═════ TEXTO EXTRAÍDO
Isso foi possível a partir de um trabalho minucioso, de meses, feito com o auxílio de recursos como a Hemeroteca Digital da Biblioteca Nacional, acervo online que reúne jornais, revistas e outras publicações periódicas digitalizadas, e o site Family Search, plataforma de pesquisa genealógica que conta com registros de batismos e casamentos feitos pela Igreja Católica. 

Para Oliveira, a posição do escritor na sociedade brasileira da época faz dos relacionamentos pessoais do jovem Machado de Assis um retrato social importante para a pesquisa sociológica.

“Como um dos maiores escritores brasileiros e mundiais, ele elabora uma verdadeira síntese de todas as relações humanas, estética, valores. Para nós sociólogos, é uma descrição social densa da sociedade brasileira do Rio de Janeiro”. 

No centro dessas relações está a Quinta do Livramento, uma grande chácara antigamente localizada no Centro do Rio de Janeiro, próximo à zona portuária. Era um local habitado por proprietários, escravizados e “agregados”, que seriam as famílias pobres que viviam no local em regime de dependência, em troca de serviços ou trabalho, como era o caso dos pais de Machado de Assis. 

Machado de Assis transitou entre classes no século XIX devido à situação familiar peculiar. Foto: BN/Commons

Na época de nascimento do escritor, em 1839, a chácara estava em meio ao centro político da Corte, ao lado do Cais do Valongo, que era um dos principais portos de entrada de africanos escravizados no Brasil, e era uma região movimentada cultural e socialmente. 

Pesquisador buscou compreensão da obra por meio da genealogia 

Integrante do conjunto de trabalhos de Oliveira sobre as relações do escritor no Morro do Livramento, o artigo “Primeiras dedicatórias de Machado de Assis” trata das primeiras dedicatórias de Machado de Assis em poemas publicados no Marmota Fluminense, um jornal de variedades, entre 1854 e 1855. As pesquisas resultaram em um capítulo do livro “Família, Política e Etnicidade” (Editora Liber Ars), lançado em conjunto com a pesquisadora Mônica Goulart, e no artigo “A Flor do Morro: As Famílias escravizadas, agregadas e senhoriais do Livramento e Valongo, Rio de Janeiro (Sec. XVIII-XIX)”. 

“Nesses trabalhos, é possível um acompanhamento da história familiar de Joaquim Machado Maria de Assis, desde as origens das bisavós escravizadas e as relações com o senhoriato [os proprietários da Quinta do livramento], de modo a entender quem era Machado de Assis e por que a obra dele é uma obra fenomenal, é uma obra enciclopédica”, afirma Oliveira.
══════════
═════ MATERIAL FORNECIDO
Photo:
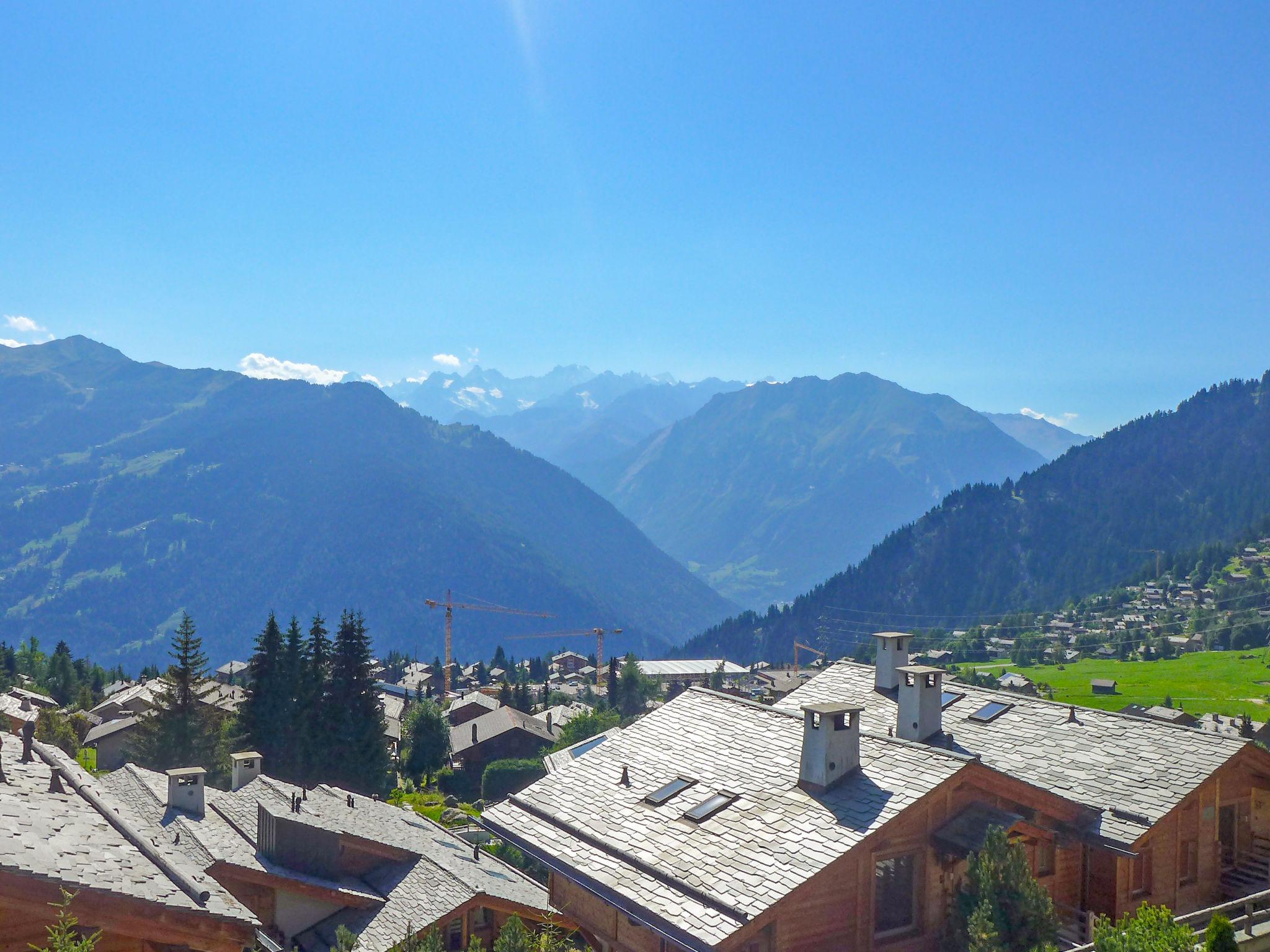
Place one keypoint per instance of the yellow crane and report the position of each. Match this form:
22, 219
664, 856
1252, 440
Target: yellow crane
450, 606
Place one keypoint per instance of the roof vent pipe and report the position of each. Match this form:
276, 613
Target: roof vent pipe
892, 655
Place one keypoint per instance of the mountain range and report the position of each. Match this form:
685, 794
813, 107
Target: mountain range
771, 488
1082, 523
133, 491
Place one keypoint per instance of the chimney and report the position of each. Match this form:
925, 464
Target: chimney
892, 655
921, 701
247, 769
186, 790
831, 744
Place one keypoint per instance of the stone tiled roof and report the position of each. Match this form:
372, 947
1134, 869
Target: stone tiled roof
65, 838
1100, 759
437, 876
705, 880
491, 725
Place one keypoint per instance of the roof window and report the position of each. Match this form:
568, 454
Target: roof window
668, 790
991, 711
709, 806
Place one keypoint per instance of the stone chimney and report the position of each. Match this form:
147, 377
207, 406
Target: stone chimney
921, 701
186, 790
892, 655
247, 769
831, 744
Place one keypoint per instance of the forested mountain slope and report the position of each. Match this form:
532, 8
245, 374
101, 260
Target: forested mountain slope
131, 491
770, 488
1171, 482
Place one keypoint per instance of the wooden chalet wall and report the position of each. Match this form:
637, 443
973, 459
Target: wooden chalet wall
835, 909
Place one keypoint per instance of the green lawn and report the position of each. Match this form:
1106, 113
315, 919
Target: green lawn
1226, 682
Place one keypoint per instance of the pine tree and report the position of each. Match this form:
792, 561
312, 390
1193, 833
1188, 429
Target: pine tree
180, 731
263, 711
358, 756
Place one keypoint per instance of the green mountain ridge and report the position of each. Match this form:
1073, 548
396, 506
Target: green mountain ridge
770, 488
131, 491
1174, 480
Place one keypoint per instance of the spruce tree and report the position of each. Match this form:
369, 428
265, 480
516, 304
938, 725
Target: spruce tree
══════════
= TAREFA A CUMPRIR =
Transcreva do texto sobre Machado de Assis o trecho que vai de "Para Oliveira, a" até "Machado de Assis.". Baseie-se somente no texto sobre Machado de Assis.

= RESPOSTA AO PROBLEMA =
Para Oliveira, a posição do escritor na sociedade brasileira da época faz dos relacionamentos pessoais do jovem Machado de Assis um retrato social importante para a pesquisa sociológica.

“Como um dos maiores escritores brasileiros e mundiais, ele elabora uma verdadeira síntese de todas as relações humanas, estética, valores. Para nós sociólogos, é uma descrição social densa da sociedade brasileira do Rio de Janeiro”. 

No centro dessas relações está a Quinta do Livramento, uma grande chácara antigamente localizada no Centro do Rio de Janeiro, próximo à zona portuária. Era um local habitado por proprietários, escravizados e “agregados”, que seriam as famílias pobres que viviam no local em regime de dependência, em troca de serviços ou trabalho, como era o caso dos pais de Machado de Assis.